→ What the exercise asks
Reproduce the following news report on the verdict in Chacon v. Philip Morris in full, word for word.

Start of Given passage

Frank Kelly delivers closing arguments on behalf of Philip Morris, at trial over Robiel Chacon's lung cancer death.
Miami—Jurors Thursday found a smoker failed state citizenship requirements for purposes of class action membership against the nation’s tobacco companies, clearing Philip Morris of liability for his lung cancer death. Chacon v. Philip Morris, 08-102-CA-09.
Jurors needed only an hour to conclude Robiel Chacon was not a Florida citizen and resident either when his lung cancer was diagnosed on June 3, 1994 or when it manifested, excluding him from the so-called Engle class action against the country’s tobacco companies.
Chacon, who smoked as many as 4 packs of cigarettes a day for 45 years, died in 1996, two years after being diagnosed with lung cancer. His widow, Elsa Chacon, claims Philip Morris, makers of cigarettes her husband smoked, hid the dangers of smoking for decades, leading to her husband’s nicotine addiction and death.
During Thursday’s closing arguments, Elsa Chacon’s legal team requested up to $19 million in compensatory damages, plus a finding of punitive liability.
The case is one of thousands of similar lawsuits stemming from the 2006 Florida Supreme Court decision decertifying Engle v. Liggett Group Inc., a Florida state court class-action lawsuit originally filed in 1994. Although the state’s high court ruled Engle cases must be tried individually, it found plaintiffs could rely on certain jury findings in the original verdict, including the determination that tobacco companies had placed a dangerous, addictive product on the market and had hidden the dangers of smoking. To rely on those findings, individual Engle progeny plaintiffs must establish Florida citizenship, as well as a causal link between nicotine addiction and smoking-related disease.

End of Given passage
Start of Provided records

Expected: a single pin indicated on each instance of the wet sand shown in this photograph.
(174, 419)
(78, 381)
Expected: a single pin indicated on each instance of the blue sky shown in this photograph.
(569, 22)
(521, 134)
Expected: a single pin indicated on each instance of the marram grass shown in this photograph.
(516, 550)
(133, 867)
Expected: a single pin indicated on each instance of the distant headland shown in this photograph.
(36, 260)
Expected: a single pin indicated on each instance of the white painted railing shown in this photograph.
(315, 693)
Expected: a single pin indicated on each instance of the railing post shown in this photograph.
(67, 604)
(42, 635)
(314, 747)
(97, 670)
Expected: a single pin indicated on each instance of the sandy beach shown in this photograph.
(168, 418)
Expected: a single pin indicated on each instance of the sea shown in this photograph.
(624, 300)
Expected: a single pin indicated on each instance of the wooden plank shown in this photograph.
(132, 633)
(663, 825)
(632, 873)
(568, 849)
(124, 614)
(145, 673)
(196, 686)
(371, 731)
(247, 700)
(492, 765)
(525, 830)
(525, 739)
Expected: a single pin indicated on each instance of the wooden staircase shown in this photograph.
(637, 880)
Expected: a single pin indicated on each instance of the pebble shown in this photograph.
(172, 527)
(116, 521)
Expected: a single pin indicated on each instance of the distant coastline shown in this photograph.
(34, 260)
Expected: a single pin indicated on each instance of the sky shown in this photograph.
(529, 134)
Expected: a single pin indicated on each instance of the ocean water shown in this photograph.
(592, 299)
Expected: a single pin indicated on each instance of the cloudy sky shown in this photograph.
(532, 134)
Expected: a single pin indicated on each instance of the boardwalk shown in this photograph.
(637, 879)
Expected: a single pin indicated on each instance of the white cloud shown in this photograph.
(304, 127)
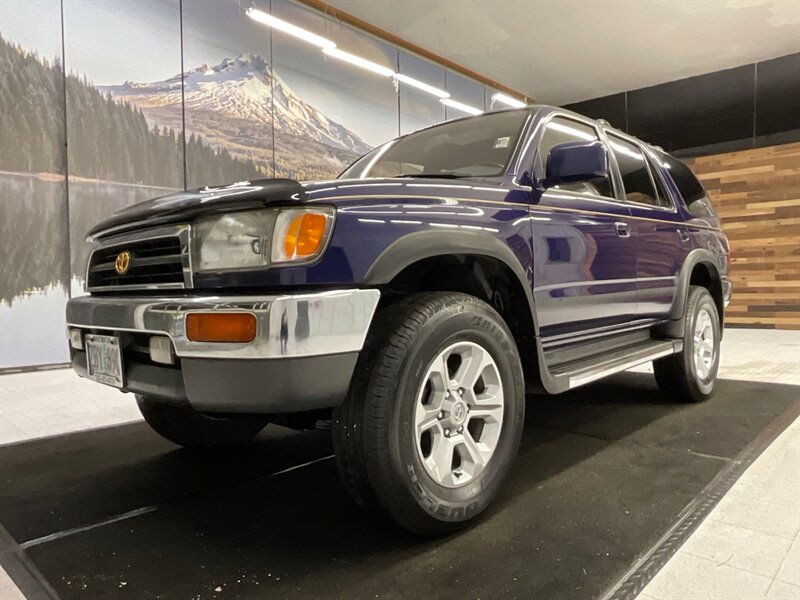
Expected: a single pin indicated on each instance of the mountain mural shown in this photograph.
(235, 105)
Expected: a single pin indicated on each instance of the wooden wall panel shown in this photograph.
(757, 194)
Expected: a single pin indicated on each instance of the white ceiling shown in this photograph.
(565, 51)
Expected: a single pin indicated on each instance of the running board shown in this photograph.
(618, 361)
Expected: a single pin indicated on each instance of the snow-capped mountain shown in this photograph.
(246, 88)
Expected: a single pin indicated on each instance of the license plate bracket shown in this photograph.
(104, 359)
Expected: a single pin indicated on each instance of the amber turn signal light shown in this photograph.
(304, 235)
(221, 327)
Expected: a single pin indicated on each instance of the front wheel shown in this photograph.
(189, 428)
(435, 414)
(689, 376)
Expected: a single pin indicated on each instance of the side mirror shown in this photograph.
(575, 161)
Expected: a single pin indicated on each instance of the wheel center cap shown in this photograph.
(459, 412)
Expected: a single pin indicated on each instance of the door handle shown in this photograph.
(623, 229)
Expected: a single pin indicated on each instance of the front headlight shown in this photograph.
(257, 238)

End of Provided records

→ Solution to this exercise
Frank Kelly delivers closing arguments on behalf of Philip Morris, at trial over Robiel Chacon's lung cancer death.
Miami—Jurors Thursday found a smoker failed state citizenship requirements for purposes of class action membership against the nation’s tobacco companies, clearing Philip Morris of liability for his lung cancer death. Chacon v. Philip Morris, 08-102-CA-09.
Jurors needed only an hour to conclude Robiel Chacon was not a Florida citizen and resident either when his lung cancer was diagnosed on June 3, 1994 or when it manifested, excluding him from the so-called Engle class action against the country’s tobacco companies.
Chacon, who smoked as many as 4 packs of cigarettes a day for 45 years, died in 1996, two years after being diagnosed with lung cancer. His widow, Elsa Chacon, claims Philip Morris, makers of cigarettes her husband smoked, hid the dangers of smoking for decades, leading to her husband’s nicotine addiction and death.
During Thursday’s closing arguments, Elsa Chacon’s legal team requested up to $19 million in compensatory damages, plus a finding of punitive liability.
The case is one of thousands of similar lawsuits stemming from the 2006 Florida Supreme Court decision decertifying Engle v. Liggett Group Inc., a Florida state court class-action lawsuit originally filed in 1994. Although the state’s high court ruled Engle cases must be tried individually, it found plaintiffs could rely on certain jury findings in the original verdict, including the determination that tobacco companies had placed a dangerous, addictive product on the market and had hidden the dangers of smoking. To rely on those findings, individual Engle progeny plaintiffs must establish Florida citizenship, as well as a causal link between nicotine addiction and smoking-related disease.